## Given task
Please count the lines in the rows below that contain the word "fishing" and give only that number.
* Begin *
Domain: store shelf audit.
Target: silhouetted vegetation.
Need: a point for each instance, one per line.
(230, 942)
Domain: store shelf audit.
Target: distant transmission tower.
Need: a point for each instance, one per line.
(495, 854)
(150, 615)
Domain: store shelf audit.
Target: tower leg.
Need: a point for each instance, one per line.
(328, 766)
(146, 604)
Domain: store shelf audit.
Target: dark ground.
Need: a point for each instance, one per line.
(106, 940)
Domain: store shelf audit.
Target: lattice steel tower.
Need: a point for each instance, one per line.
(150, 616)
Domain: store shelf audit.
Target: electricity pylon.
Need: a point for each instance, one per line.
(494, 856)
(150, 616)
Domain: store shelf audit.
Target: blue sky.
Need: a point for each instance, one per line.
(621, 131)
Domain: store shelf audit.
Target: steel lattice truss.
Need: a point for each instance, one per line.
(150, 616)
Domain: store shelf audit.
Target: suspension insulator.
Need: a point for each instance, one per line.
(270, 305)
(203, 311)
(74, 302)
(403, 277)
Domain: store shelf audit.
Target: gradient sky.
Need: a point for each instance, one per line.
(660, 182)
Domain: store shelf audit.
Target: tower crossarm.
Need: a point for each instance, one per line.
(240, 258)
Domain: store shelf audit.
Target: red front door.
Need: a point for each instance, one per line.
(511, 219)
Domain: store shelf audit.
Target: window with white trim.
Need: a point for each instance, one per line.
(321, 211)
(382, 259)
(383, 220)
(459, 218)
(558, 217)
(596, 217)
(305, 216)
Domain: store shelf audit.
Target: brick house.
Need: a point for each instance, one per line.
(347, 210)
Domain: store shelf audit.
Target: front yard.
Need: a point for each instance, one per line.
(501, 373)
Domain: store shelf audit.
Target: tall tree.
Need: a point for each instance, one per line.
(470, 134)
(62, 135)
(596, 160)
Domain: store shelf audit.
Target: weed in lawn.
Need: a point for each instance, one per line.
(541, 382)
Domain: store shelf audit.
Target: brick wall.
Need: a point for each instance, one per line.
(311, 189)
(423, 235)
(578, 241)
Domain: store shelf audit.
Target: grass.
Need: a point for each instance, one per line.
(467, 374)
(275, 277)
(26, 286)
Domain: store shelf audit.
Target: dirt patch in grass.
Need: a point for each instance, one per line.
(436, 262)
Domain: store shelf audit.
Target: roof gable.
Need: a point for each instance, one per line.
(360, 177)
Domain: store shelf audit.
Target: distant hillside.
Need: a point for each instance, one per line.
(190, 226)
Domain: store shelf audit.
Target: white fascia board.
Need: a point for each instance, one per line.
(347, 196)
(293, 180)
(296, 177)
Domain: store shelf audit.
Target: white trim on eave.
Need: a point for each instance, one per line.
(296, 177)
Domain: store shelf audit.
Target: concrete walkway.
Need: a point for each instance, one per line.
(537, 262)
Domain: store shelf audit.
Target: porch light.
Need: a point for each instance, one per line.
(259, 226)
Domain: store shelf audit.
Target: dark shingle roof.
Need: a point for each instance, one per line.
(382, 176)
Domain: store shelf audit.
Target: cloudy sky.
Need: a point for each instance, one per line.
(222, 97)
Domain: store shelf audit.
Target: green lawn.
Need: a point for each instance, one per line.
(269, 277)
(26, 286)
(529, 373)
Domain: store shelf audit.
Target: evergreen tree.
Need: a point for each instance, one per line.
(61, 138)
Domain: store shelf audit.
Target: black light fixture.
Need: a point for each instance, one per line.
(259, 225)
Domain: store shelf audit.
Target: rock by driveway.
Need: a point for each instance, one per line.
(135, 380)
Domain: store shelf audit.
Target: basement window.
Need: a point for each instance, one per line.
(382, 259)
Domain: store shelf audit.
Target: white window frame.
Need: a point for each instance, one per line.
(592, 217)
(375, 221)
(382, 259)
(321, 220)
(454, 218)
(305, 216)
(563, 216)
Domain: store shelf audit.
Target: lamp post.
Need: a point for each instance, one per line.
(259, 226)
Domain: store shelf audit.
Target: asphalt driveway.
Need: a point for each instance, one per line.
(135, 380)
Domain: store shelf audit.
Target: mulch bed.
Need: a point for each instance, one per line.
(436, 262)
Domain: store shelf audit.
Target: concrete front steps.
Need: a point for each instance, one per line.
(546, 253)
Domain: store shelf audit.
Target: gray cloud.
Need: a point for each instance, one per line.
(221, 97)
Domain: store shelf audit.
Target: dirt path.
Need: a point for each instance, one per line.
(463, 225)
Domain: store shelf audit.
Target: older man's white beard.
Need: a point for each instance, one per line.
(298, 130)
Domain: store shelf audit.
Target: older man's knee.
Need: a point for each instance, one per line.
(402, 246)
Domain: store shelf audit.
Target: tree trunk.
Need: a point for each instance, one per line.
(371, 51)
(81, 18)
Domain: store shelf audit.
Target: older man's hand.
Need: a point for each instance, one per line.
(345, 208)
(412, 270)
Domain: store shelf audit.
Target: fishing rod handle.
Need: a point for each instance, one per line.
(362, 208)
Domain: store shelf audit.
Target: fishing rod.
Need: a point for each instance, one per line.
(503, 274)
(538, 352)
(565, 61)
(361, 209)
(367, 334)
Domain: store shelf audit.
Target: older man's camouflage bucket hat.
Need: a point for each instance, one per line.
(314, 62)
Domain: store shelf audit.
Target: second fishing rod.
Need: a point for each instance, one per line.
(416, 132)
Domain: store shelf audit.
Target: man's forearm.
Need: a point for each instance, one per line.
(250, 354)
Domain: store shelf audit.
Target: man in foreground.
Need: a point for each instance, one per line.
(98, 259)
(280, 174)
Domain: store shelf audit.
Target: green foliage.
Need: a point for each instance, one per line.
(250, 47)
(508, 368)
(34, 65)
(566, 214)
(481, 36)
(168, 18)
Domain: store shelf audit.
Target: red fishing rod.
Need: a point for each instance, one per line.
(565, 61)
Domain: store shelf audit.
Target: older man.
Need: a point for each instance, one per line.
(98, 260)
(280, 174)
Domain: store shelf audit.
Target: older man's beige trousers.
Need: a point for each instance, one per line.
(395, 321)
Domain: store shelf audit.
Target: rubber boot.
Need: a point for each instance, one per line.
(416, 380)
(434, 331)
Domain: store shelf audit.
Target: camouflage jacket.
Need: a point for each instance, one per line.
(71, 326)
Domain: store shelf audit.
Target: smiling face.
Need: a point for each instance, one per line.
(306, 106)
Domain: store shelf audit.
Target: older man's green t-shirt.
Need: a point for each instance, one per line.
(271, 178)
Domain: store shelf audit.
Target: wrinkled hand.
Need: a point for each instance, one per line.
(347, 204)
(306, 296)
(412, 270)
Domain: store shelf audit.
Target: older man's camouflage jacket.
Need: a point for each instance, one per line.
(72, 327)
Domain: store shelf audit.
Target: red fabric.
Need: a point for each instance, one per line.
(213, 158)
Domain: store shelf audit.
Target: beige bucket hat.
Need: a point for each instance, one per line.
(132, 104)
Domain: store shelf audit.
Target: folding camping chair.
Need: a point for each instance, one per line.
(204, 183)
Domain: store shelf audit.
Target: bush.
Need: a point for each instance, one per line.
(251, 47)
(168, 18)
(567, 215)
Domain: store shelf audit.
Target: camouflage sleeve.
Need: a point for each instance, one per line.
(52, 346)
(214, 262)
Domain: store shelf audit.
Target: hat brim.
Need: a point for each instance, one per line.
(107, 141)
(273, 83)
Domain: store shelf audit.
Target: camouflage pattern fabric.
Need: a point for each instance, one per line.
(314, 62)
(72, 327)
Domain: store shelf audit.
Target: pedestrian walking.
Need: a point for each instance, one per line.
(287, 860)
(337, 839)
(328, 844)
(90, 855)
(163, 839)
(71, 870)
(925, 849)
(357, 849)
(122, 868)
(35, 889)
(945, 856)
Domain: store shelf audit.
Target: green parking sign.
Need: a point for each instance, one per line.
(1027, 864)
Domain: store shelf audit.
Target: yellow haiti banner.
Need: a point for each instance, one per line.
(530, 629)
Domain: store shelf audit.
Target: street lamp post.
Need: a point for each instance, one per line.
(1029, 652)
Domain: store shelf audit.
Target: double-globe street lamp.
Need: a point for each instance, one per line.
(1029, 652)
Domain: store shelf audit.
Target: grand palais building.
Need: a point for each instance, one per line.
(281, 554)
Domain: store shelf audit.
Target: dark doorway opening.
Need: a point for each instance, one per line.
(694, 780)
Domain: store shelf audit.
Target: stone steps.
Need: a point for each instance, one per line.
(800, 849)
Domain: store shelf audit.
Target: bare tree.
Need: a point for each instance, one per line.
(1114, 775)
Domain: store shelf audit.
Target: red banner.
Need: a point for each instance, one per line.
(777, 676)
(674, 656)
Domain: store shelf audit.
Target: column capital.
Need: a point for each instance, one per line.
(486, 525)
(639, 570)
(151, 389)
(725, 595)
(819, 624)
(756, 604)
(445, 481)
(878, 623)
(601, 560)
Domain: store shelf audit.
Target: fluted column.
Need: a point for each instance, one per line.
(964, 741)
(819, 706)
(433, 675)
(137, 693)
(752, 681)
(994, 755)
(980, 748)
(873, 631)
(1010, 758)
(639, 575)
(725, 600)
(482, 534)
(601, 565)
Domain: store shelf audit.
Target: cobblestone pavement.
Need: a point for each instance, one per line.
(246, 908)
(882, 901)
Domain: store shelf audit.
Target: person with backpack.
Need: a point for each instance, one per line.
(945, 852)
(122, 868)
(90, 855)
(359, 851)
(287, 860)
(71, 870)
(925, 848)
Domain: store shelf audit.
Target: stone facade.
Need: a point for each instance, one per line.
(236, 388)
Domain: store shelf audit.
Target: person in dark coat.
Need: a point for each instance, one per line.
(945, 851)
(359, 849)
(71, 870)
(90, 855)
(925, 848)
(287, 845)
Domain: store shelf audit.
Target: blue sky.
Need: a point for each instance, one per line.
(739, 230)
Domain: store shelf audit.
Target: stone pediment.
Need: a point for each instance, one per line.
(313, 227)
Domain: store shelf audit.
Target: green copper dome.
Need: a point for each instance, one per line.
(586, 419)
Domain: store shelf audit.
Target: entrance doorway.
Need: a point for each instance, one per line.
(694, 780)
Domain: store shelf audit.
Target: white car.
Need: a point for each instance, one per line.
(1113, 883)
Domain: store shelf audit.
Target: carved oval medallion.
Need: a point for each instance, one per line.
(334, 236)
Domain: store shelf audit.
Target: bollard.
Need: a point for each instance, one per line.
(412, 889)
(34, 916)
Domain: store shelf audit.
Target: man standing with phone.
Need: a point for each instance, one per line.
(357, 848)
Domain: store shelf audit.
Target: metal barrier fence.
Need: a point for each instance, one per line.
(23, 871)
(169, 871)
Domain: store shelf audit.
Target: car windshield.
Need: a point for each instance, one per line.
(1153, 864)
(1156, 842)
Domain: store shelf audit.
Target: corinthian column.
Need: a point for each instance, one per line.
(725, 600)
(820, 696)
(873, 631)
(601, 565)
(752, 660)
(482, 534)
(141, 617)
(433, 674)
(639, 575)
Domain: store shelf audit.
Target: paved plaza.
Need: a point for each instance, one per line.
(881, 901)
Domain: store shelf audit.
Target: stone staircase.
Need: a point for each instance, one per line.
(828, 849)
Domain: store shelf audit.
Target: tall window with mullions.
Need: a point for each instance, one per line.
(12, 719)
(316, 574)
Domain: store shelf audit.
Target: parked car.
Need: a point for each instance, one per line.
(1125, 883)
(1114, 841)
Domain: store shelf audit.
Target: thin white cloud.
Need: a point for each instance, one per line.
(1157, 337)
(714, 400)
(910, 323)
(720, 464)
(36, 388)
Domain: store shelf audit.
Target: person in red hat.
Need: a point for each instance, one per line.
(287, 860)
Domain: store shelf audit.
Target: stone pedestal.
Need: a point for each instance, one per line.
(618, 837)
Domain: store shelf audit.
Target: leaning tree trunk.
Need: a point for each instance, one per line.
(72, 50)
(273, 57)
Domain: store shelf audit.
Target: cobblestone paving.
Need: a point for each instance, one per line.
* End *
## Solution
4